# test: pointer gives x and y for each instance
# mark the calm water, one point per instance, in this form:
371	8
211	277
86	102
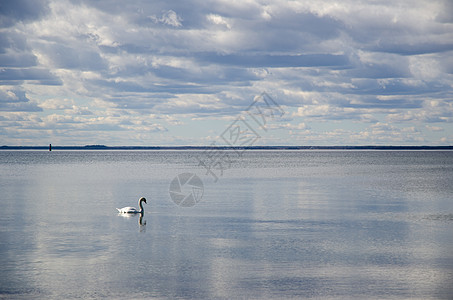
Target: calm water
288	224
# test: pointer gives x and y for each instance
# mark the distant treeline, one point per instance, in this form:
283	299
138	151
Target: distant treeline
103	147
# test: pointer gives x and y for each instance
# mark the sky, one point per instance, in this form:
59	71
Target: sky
151	73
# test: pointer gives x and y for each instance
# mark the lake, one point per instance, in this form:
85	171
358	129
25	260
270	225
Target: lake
258	224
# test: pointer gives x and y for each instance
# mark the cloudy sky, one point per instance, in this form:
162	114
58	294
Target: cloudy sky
180	72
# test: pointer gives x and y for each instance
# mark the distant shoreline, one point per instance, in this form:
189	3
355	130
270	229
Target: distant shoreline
103	147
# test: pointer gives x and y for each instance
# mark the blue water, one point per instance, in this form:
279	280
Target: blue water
275	224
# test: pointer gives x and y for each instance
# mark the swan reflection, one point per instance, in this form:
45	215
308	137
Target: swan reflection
141	222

-*-*-

* [WHAT THE TASK REQUIRES]: Reproduce every line exactly and omit all pictures.

* [TASK SOLUTION]:
# test: pointer gives x and y for each instance
# mark the calm water, one point per instance, in this form:
371	8
211	277
86	102
Target: calm water
288	224
# test: pointer gives x and y for each instance
# mark the distant treeline, one point per instance, in this form:
283	299
138	151
Target: distant treeline
103	147
# test: pointer gives x and y for each instance
# mark the sky, one point per instance, in this form:
59	71
Target: sky
151	73
# test: pointer gives x and y for each instance
# mark the lake, one point per instance, in this form:
85	171
358	129
25	260
270	225
Target: lake
258	224
# test: pointer gives x and y for each instance
# mark the cloudy sky, one point per instance, in this form:
162	114
58	294
Target: cloudy sky
180	72
# test: pointer gives x and y for each instance
# mark the distant shoreline, one point per instance, in this form:
189	3
355	130
270	229
Target: distant shoreline
103	147
# test: pointer gives x and y for each instance
# mark the blue water, one point per instance, in this form:
279	280
Target: blue water
275	224
# test: pointer gives x and y for each instance
# mark the swan reflection, one point per instance, in this form:
45	215
308	137
Target: swan reflection
141	222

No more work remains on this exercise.